_Given problem 1_
Reproduce the records word for word, from their first line through the line containing "[358,139,366,151]", including both of those lines.

_Article_

- Venue: Piscina Olimpica Del Escambron
- Dates: July 8 (preliminaries and finals)
- Competitors: - from - nations

Medalists
| Gold medal | Kim Linehan | United States |
| Silver medal | Jennifer Hooker | United States |
| Bronze medal | Barbara Shockey | Canada |

= Swimming at the 1979 Pan American Games – Women's 800 metre freestyle =

The women's 800 metre freestyle competition of the swimming events at the 1979 Pan American Games took place on 8 July at the Piscina Olimpica Del Escambron. The last Pan American Games champion was Wendy Weinberg of US.

This race consisted of sixteen lengths of the pool, all in freestyle.

==Results==
All times are in minutes and seconds.

| KEY: | q | Fastest non-qualifiers | Q | Qualified | GR | Games record | NR | National record | PB | Personal best | SB | Seasonal best |

===Heats===
The first round was held on July 8.

| Rank | Name | Nationality | Time | Notes |
|---|---|---|---|---|
| 1 | Kim Linehan | United States | 8:48.83 | Q |
| 2 | Jennifer Hooker | United States | 9:03.75 | Q |
| 3 | Barbara Shockey | Canada | 9:07.59 | Q |
| 4 | Leslie Brafield | Canada | 9:07.94 | Q |
| 5 | Maria Perez | Venezuela | 9:25.36 | Q |
| 6 | Genevieve Hernandez | Puerto Rico | 9:25.97 | Q |
| 7 | Andrea Neumayer | Argentina | 9:32.95 | Q |
| 8 | Ana Anchieta | Brazil | 9:33.67 | Q |
| 9 | Virginia Andreatta | Brazil | 9:33.95 |  |
| 10 | Veronica Espinosa | Mexico | 9:39.60 |  |
| 11 | Georgina Osorio | Panama | 9:40.15 | NR |
| 12 | Monica Ramirez | Mexico | 9:44.96 |  |
| 13 | Ana Hill | Puerto Rico | 10:01.52 |  |

=== Final ===
The final was held on July 8.

_Source material_
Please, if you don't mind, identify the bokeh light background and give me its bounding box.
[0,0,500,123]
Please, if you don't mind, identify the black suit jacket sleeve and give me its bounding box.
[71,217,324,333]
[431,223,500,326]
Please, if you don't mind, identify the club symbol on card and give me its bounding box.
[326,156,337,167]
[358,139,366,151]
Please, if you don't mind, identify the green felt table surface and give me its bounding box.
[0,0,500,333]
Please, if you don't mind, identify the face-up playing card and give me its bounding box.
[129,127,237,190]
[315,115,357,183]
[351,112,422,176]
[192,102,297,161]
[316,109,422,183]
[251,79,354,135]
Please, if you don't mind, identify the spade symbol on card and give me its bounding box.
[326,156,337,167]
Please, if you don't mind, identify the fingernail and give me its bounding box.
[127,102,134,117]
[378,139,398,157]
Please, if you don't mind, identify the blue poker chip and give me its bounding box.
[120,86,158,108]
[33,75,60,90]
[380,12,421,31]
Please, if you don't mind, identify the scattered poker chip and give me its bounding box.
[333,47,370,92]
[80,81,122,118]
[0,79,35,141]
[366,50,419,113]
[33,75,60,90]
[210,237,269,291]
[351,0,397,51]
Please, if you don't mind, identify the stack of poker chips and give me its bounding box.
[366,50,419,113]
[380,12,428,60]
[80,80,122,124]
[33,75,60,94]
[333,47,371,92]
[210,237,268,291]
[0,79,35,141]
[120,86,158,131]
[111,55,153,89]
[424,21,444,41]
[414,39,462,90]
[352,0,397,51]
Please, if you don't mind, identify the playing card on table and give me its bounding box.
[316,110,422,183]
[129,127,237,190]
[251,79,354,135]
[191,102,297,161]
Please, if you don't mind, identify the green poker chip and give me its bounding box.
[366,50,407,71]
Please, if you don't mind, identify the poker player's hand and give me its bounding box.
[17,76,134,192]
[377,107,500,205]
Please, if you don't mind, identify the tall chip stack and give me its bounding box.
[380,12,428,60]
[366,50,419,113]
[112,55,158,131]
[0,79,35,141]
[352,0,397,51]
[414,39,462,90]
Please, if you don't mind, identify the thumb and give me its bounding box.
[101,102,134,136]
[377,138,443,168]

_Given problem 2_
In the article on the women's 800 metre freestyle at the 1979 Pan American Games, how many lengths of the pool did the race consist of?

_Response 1_
Please, if you don't mind, identify the bokeh light background and give me its bounding box.
[0,0,500,123]
Please, if you don't mind, identify the black suit jacket sleeve and give me its bounding box.
[71,217,324,333]
[431,223,500,326]
Please, if you don't mind, identify the club symbol on card and give me its bounding box.
[326,156,337,167]
[358,139,366,151]

_Response 2_
Sixteen lengths, all in freestyle.